Records
______
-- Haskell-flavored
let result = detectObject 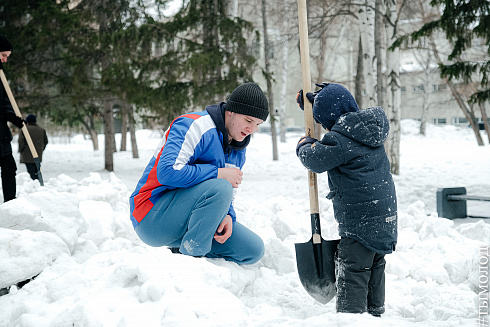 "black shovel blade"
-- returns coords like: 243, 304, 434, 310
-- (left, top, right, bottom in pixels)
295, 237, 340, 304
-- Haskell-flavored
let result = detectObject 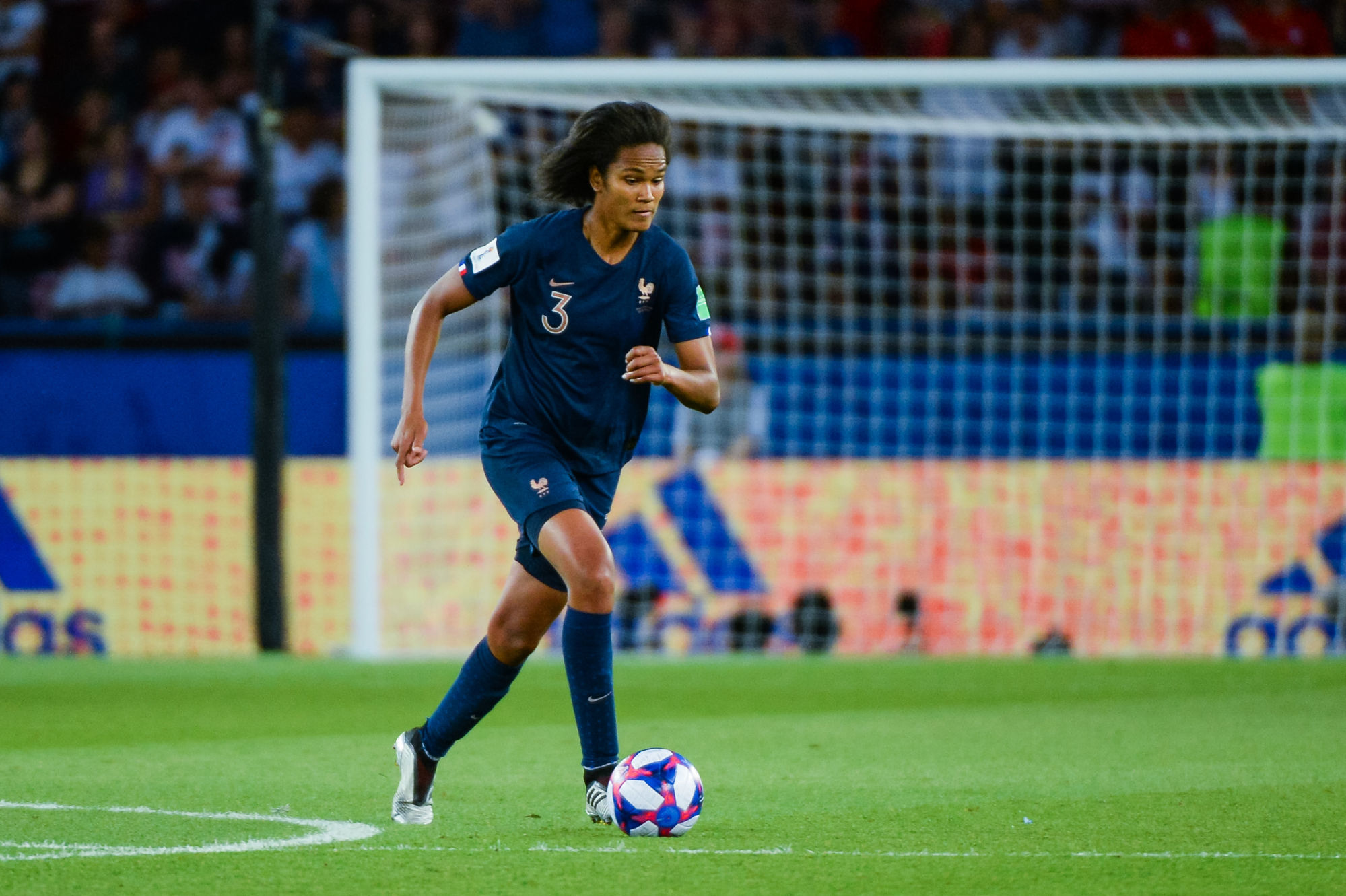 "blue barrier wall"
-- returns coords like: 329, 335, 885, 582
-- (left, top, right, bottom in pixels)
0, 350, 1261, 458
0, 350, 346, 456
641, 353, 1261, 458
______
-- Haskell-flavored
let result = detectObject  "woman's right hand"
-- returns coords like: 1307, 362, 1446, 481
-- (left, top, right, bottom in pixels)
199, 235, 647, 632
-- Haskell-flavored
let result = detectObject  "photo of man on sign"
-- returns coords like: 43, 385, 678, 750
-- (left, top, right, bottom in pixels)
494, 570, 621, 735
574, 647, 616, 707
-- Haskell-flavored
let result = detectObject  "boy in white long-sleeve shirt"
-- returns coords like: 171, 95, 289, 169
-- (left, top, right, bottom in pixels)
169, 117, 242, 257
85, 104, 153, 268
______
## EXERCISE
Gather every line of the items above that contains the string "returns", and list each one in the order it appears.

## SOLUTION BELOW
-- returns coords like: 243, 304, 434, 310
-- returns coords like: 329, 335, 885, 582
-- returns coords like: 1307, 362, 1446, 481
-- returns coords like: 43, 385, 678, 750
-- returns coords like: 171, 95, 289, 169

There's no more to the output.